◆ **Objective A**
Answer these questions using the thesis conclusion.
(i) In what year did the Uniting Network hold its fifth gathering, and what was that gathering's theme?
(ii) How many women did Archbishop Peter Carnley ordain in the Perth Cathedral in 1992?
(iii) Which presbytery resolved at its July 1999 meeting that a stable, committed same-gender relationship is not a bar to ordination?
◆ **Objective B**
Reproduce word for word the part of the thesis conclusion from "The (homo)sexuality debate" up to and including "by their congregations.".

Begin Provided text

The Conclusion to my PhD Thesis

Looking back at my thesis, which I wrote in 2003, I wonder if my conclusions were accurate. Ten years’ on, what do other people think?

Conclusion

The (homo)sexuality debate in the Uniting Church in Australia began before the Church was created and has not yet been concluded. In some ways it appears that the Church has achieved nothing in its three decades of discussion. Homosexual Church members have not received the absolute welcome for which they yearn; nor have they received the simple condemnation that some other members of the Church would like the Assembly to proffer. In many ways their situation is the same as it was when the Church was created. Some people and groups accept them; others reject them. Membership is (almost) universally open to them; yet their leadership usually faces challenges. High profile homosexual ministers like Byrnes and McRae-McMahon face regular demands that they be disciplined. Low profile homosexual members are welcomed and accepted by their congregations.

In many ways, the result of the Uniting Church’s debate has been to bring it to the same position as the Anglican and Catholic churches in Australia, an unspoken acceptance of quiet homosexual people. When the Uniting Network gathered for the fifth time in 2002 the theme of the gathering was Daring to Celebrate. The gathering celebrated the twentieth anniversary of the 1982 ASC resolution that sexual orientation was not of itself a bar to ordination; the twenty-fifth anniversary of Union; and the fact that a woman in a same-sex relationship had recently been ordained without publicity in Western Australia. Like bishops in the Anglican Church, the leaders of her presbytery knew of her relationship, but ‘found it prudent not to inquire too closely’.[1]

Daring to Celebrate

The character of the Uniting Church made any other conclusion almost impossible. Once sexuality came onto the Church’s agenda it was almost inevitable that the result, in the short term at least, would be a stalemate. Both the conciliar and the national nature of the Uniting Church made the imposition of any final decision from the ‘hierarchy’ on the rest of the Church unlikely. In this the Uniting Church outcome differs from what might be the result of the Anglican Church’s current discussion of homosexuality.[2] When the Anglican Church reached a legal stalemate on the ordination of women Bishop Owen Dowling of Canberra and Goulburn stated that he would ordain women deacons to the priesthood. He was restrained by a court injunction, but Archbishop Peter Carnley of Perth was not, and he ordained ten women in the Perth Cathedral in 1992. The General Synod then passed retrospective legislation to indirectly allow dioceses to ordain women priests.[3] Given the diocesan nature of the Anglican Church this appears to have been an acceptable solution. Without bishops and archbishops, and with the councils of the Church closely interconnected, such decisive individual action within the Uniting Church is nearly impossible.[4]

In 1999 one presbytery came close to following the Anglican model. At its July meeting the Presbytery of Maribyrnong Valley in Victoria resolved that ‘this Presbytery believes that the fact that a person is living in a stable, committed same-gender sexual relationship is not a bar to ordination’.[5] The Presbytery had before it a certificated[6] candidate living in a same-sex relationship, and members decided to reflect on the general policy before they voted on the readiness of the particular candidate for ordination.

End Provided text
Begin Dataset content

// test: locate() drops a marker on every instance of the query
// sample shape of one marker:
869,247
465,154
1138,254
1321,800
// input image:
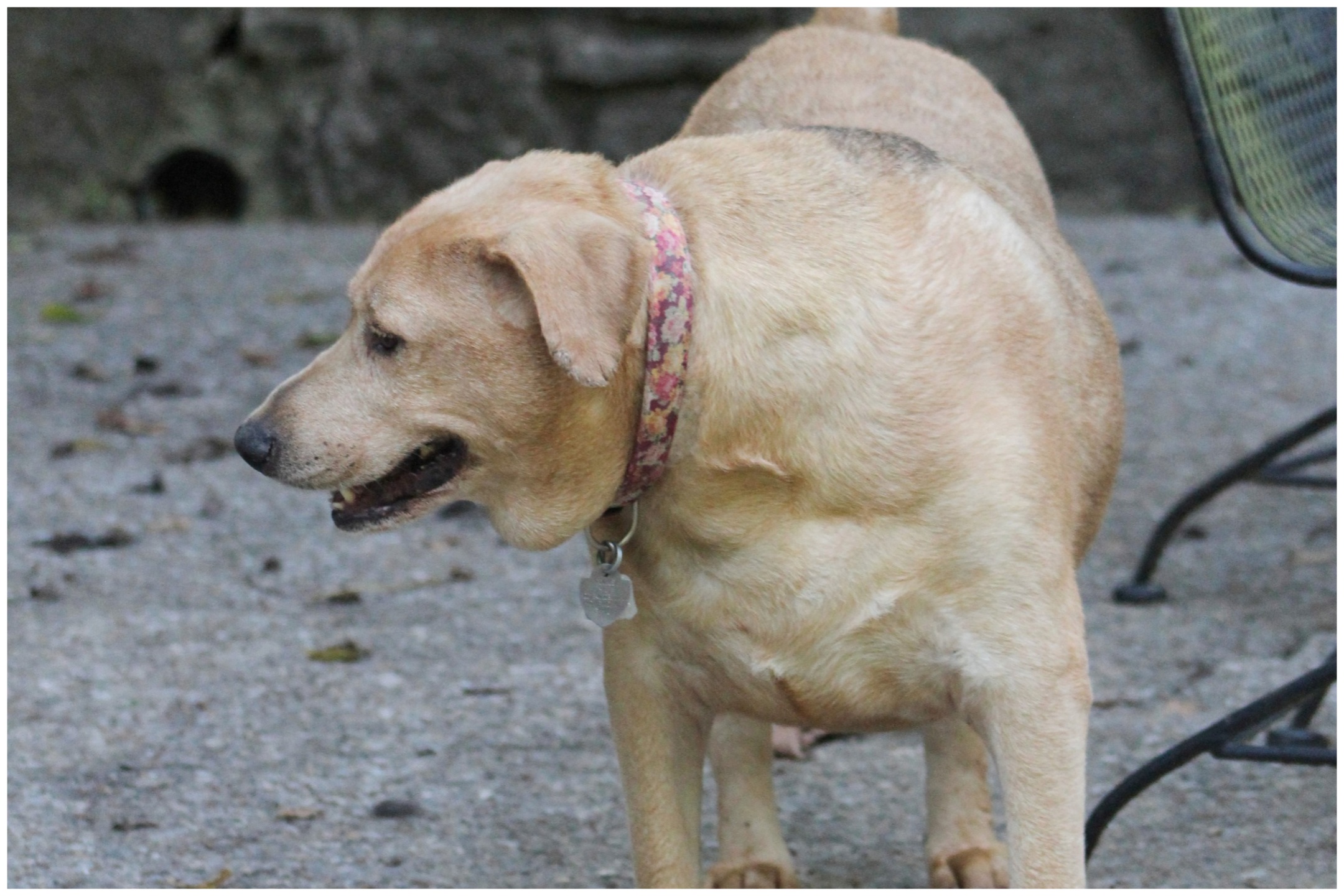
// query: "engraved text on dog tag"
608,595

End Dataset content

◆ **Full solution A**
(i) 2002, with the theme Daring to Celebrate.
(ii) Ten.
(iii) The Presbytery of Maribyrnong Valley in Victoria.

◆ **Full solution B**
The (homo)sexuality debate in the Uniting Church in Australia began before the Church was created and has not yet been concluded. In some ways it appears that the Church has achieved nothing in its three decades of discussion. Homosexual Church members have not received the absolute welcome for which they yearn; nor have they received the simple condemnation that some other members of the Church would like the Assembly to proffer. In many ways their situation is the same as it was when the Church was created. Some people and groups accept them; others reject them. Membership is (almost) universally open to them; yet their leadership usually faces challenges. High profile homosexual ministers like Byrnes and McRae-McMahon face regular demands that they be disciplined. Low profile homosexual members are welcomed and accepted by their congregations.